[Problem statement] Each line below with the word "sculpture" needs to be copied.

[Data shown]
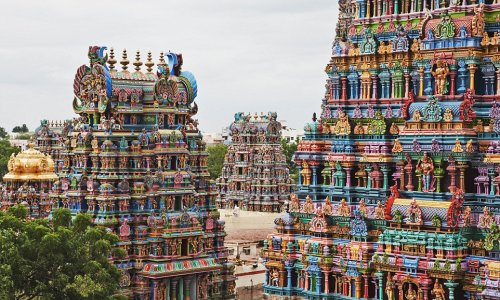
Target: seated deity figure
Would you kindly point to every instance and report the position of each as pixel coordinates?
(426, 167)
(458, 147)
(440, 75)
(344, 209)
(328, 208)
(414, 214)
(309, 205)
(379, 211)
(398, 148)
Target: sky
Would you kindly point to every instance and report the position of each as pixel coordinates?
(246, 55)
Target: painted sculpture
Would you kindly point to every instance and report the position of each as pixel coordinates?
(419, 83)
(134, 160)
(255, 176)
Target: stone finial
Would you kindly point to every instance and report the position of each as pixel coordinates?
(149, 63)
(124, 62)
(112, 61)
(137, 62)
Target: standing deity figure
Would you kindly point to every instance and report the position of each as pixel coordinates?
(379, 211)
(411, 294)
(426, 167)
(309, 205)
(441, 77)
(306, 173)
(389, 288)
(344, 209)
(438, 291)
(414, 214)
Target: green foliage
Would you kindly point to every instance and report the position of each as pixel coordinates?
(6, 150)
(3, 133)
(215, 161)
(20, 129)
(289, 149)
(67, 261)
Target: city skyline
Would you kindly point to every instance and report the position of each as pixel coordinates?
(277, 71)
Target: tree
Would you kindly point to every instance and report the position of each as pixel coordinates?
(289, 149)
(67, 260)
(3, 133)
(6, 150)
(20, 129)
(215, 161)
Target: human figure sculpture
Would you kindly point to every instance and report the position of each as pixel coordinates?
(306, 173)
(438, 291)
(309, 205)
(440, 75)
(426, 167)
(411, 294)
(344, 209)
(414, 214)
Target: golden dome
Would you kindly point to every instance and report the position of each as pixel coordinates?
(30, 164)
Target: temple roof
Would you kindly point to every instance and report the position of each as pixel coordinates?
(30, 164)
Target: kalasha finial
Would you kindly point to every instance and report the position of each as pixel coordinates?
(149, 63)
(137, 62)
(111, 60)
(124, 62)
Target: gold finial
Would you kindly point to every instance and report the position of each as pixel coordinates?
(137, 62)
(111, 60)
(124, 62)
(149, 63)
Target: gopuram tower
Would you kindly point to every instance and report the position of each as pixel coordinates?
(255, 175)
(134, 159)
(399, 188)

[Result for this exercise]
Target: painted sculpture
Target: human figure sculpture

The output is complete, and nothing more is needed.